» YOUR INSTRUCTIONS
Line by line, set down the records exactly as they appear below.

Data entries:
.....

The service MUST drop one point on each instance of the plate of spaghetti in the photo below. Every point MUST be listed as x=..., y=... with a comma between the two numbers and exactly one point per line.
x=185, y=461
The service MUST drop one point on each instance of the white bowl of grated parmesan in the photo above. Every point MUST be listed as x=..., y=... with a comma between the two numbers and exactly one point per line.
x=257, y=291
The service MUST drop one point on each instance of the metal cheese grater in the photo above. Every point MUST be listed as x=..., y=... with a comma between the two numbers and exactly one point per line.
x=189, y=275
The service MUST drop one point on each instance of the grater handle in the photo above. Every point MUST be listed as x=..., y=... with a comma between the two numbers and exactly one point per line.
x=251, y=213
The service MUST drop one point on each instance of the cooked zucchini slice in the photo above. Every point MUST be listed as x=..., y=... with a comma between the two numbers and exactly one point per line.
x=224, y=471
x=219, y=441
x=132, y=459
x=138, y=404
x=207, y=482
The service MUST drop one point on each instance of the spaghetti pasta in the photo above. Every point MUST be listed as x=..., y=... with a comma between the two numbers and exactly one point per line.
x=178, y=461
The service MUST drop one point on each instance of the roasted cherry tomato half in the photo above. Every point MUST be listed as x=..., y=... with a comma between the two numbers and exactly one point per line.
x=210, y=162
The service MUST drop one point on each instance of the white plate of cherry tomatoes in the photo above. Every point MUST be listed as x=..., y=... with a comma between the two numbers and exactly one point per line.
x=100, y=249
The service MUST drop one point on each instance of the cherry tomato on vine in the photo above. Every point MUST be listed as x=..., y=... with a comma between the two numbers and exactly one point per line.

.....

» RESPONSE TO THE TASK
The service MUST drop one point on each instance of the plate of spaghetti in the photo below. Every point MUST be listed as x=..., y=... with a comma between the two numbers and exactly one point per line.
x=185, y=461
The service MUST drop one point on each instance of the white bowl of grated parmesan in the photo above. Every point MUST be listed as x=..., y=... with a comma between the two numbers and exactly one point per line.
x=257, y=291
The service MUST drop one point on each instance of the metal cheese grater in the photo above. Every point MUST be listed as x=..., y=... with a comma between the two numbers and exactly one point per line.
x=189, y=275
The service MUST drop one point on each instance of the grater handle in the photo above. Every point MUST be listed as x=..., y=... with a comma between the two numbers and exactly one point per line.
x=251, y=213
The service MUST drop one point on each instance of the cooked zucchini slice in the photo above. Every point MUST be listed as x=..., y=... with a comma between the two numbers and exactly one point per line.
x=224, y=471
x=219, y=441
x=132, y=459
x=138, y=404
x=207, y=482
The service MUST drop one point on each instance of the spaghetti pasta in the photo above. Every point MUST be listed as x=..., y=... with a comma between the two numbers and exactly one point per line.
x=178, y=461
The service MUST drop one point on each instance of the roasted cherry tomato half in the photo above. Every point MUST be listed as x=..., y=... with a comma between the two numbers and exactly one point per line.
x=210, y=162
The service MUST drop one point on each instance of the white plate of cherry tomatoes in the photo above. Every point MUST be listed as x=..., y=... with a comma between the two numbers and exactly one point per line.
x=100, y=249
The service MUST drop one point on each instance of the cherry tomato on vine in the photo above. Every point MUST be listed as x=..., y=... with a comma between the two numbers and exactly one point per line.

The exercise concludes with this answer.